By Vago Muradian - Staff writer
Posted : Friday Feb 2, 2007 8:46:37 EST

As worldwide attention focuses on China's first successful
anti-satellite missile test, U.S. officials are questioning why some
Chinese spacecraft are in orbits that bring them close to key U.S.
satellites, according to military sources.

The big question is the scale and progress of the Chinese
anti-satellite program, including whether the Chinese spacecraft are
benign or time bombs that can someday be used to threaten the space
assets on which the U.S. military and economy depend for everything
from reconnaissance and dropping bombs to logistics, communications
and navigation.

The Chinese spacecraft don't appear to be conducting any particular
mission. Rather, "there is a menu of missions that could be performed
that we are not yet clear about," said one source. "These things
aren't being sent up there to be space rocks."

A 50-page report submitted Jan. 19 to Congress cites evidence that
China is considering a covert anti-satellite network that could
debilitate the United States in wartime.

For more than a decade, U.S. officials have warily eyed China's
growth as a space power, particularly its interest in developing
anti-satellite systems to counter an overwhelming American
superiority in space.

Interest peaked after a ground-based missile destroyed an obsolete
Chinese weather satellite on Jan. 11. At least one previous test
ended in failure, and perhaps two, sources said. Chinese officials
issued assurances that the test should not be seen as threatening.

→ Parts of the exercise
1) Reproduce word for word everything in the article on China's anti-satellite test from "The big question" down to "and navigation.".
2) Quote all the records below exactly as they appear, leaving out the pictures.
The article on China's anti-satellite test and the records come from unrelated sources.

→ Stored rows
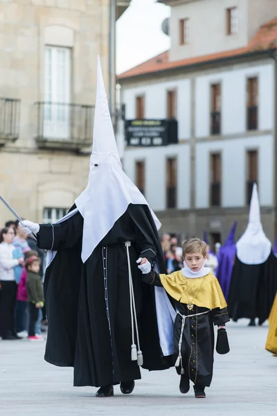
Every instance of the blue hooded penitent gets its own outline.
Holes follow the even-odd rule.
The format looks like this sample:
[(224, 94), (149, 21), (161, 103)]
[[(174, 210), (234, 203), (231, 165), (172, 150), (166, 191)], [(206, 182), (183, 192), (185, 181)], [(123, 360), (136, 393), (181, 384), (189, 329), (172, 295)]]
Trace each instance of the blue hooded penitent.
[(226, 241), (220, 248), (218, 254), (218, 266), (216, 276), (220, 284), (225, 299), (228, 298), (231, 277), (232, 275), (233, 264), (235, 256), (235, 234), (238, 221), (233, 224)]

→ Outputs in order
1)
The big question is the scale and progress of the Chinese
anti-satellite program, including whether the Chinese spacecraft are
benign or time bombs that can someday be used to threaten the space
assets on which the U.S. military and economy depend for everything
from reconnaissance and dropping bombs to logistics, communications
and navigation.

2)
Every instance of the blue hooded penitent gets its own outline.
Holes follow the even-odd rule.
The format looks like this sample:
[(224, 94), (149, 21), (161, 103)]
[[(174, 210), (234, 203), (231, 165), (172, 150), (166, 191)], [(206, 182), (183, 192), (185, 181)], [(123, 360), (136, 393), (181, 384), (189, 329), (172, 295)]]
Trace each instance of the blue hooded penitent.
[(226, 241), (220, 248), (218, 254), (218, 266), (216, 276), (220, 284), (225, 299), (228, 298), (231, 277), (232, 275), (233, 264), (235, 256), (235, 234), (238, 221), (233, 224)]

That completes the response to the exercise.